[DOCUMENT SECTION]
....

Golang | Distributed Systems

What is the Two Phase Commit Protocol in Distributed Systems

Learning how to implement the Two phase commit protocol in Golang- Part 1 Free Tutorial

7 min readJan 19, 2025

The two phase commit is one of the most important and significant protocols in Distributed Systems and in this free blog we are going to see how to implement it in Golang.

I learn about this while studying distributed systems course at CMU and is one of the popular concepts to know for distributed systems interviews.

Feel free to code with this project and add this project in your resume. The concept deals with a popular area of distributed systems and is easy to pick on for newbies.

What is the two phase commit

According to Wikipedia

The two-phase commit protocol (2PC, tupac) is a type of atomic commitment protocol (ACP). It is a distributed algorithm that coordinates all the processes that participate in a distributed atomic transaction on whether to commit or abort (roll back) the transaction.

The two phase commit protocol is a synchronization between several workers on whether to commit a transaction or abort it.

A central coordinator sits in between all the workers and manages the responses and makes the final call whether to commit a transaction or abort it.

The decision is based on the condition of the worker nodes and the responses they provide.

The phases in two phase commit

The two phase commit protocol runs on different phases and it is important to have a clear idea about these phases.

Prepare: When a transaction arrives at the coordinator , the coordinator must ask the workers if they are prepared to accept transactions.

This is called the prepare phase where the coordinator sends signals to the workers.

VoteCommit: This is sent back by the workers if they are prepared to accept transactions.

VoteAbort: This is sent back by the workers if they are not prepared to accept transactions.

DoCommit: Once the coordinator receives all VoteCommit from the workers it sends a signal to them to commit the transaction.

DoAbort: If any of the workers sends a voteAbort the coordinator abandons the transaction and sends a signal to the workers about cancelling the transaction.

Timeout: If any of the worker is down and unable to respond the coordinator considers a timeout situation where the transaction has to be aborted. This is to reduce too much delay in the system.

Lets look at a few examples of the two phase commit .

....

[ENTRIES SHOWN]
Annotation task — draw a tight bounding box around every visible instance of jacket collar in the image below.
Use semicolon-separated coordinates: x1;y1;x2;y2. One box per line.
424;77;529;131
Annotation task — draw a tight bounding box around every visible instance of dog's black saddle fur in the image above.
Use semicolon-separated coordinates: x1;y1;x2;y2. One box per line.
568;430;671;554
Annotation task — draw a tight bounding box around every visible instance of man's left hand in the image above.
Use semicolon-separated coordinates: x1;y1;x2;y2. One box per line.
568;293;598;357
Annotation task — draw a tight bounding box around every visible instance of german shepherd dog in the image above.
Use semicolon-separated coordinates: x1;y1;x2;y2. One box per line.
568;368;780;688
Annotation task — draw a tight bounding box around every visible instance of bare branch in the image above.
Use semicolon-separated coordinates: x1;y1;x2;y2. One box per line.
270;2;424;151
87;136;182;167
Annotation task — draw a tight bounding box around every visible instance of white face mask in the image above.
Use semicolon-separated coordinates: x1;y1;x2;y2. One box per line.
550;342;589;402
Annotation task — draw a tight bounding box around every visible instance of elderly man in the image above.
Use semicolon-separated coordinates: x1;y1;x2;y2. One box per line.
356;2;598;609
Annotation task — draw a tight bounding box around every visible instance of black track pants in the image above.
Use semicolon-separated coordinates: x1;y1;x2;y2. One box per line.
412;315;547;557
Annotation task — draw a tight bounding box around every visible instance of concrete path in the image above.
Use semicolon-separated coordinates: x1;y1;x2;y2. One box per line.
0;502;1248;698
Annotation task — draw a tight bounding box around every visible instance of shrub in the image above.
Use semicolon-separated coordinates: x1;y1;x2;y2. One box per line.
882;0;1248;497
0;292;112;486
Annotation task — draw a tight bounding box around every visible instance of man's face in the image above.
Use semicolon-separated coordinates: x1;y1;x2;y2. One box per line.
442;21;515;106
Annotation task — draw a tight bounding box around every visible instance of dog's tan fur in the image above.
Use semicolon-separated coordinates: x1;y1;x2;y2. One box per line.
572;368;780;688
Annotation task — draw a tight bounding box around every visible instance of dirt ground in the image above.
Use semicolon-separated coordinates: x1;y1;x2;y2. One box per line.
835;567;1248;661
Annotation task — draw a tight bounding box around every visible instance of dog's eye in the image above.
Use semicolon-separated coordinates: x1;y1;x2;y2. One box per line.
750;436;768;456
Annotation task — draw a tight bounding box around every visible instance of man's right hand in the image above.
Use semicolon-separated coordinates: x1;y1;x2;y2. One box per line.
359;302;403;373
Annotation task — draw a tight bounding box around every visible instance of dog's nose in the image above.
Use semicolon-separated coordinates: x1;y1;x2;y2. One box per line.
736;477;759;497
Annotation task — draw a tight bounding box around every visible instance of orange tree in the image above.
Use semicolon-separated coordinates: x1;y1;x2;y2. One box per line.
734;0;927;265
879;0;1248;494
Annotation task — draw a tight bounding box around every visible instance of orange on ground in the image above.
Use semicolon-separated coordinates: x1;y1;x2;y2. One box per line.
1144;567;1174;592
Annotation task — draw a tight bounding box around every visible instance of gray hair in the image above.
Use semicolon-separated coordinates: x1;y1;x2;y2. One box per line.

....

[TASK A]
In the two-phase commit tutorial, why does the coordinator abort a transaction when a worker is down and can't respond? Answer in one to three sentences.
[TASK B]
Shorten the paragraph of the two-phase commit tutorial that begins "The two-phase commit protocol (2PC, tupac)" to a single sentence, keeping its main facts.
[TASK C]
Does the two-phase commit tutorial support each statement? Answer yes or no for each, and quote the words from the tutorial that decide it.
(i) The coordinator sends the commit signal only after every worker has voted to commit.
(ii) One worker voting to abort is enough for the coordinator to abandon the transaction.
(iii) The workers make the final decision on whether to commit or abort.
The items are separate from the two-phase commit tutorial.

[WRITTEN SOLUTION A]
The coordinator treats a down or unresponsive worker as a timeout and aborts the transaction. According to the tutorial, this reduces too much delay in the system.

[WRITTEN SOLUTION B]
The two-phase commit protocol (2PC) is an atomic commitment protocol: a distributed algorithm that coordinates every process in a distributed atomic transaction on whether to commit or abort (roll back) it.

[WRITTEN SOLUTION C]
(i) Yes: "Once the coordinator receives all VoteCommit from the workers it sends a signal to them to commit the transaction."
(ii) Yes: "If any of the workers sends a voteAbort the coordinator abandons the transaction"
(iii) No: "A central coordinator sits in between all the workers and manages the responses and makes the final call whether to commit a transaction or abort it."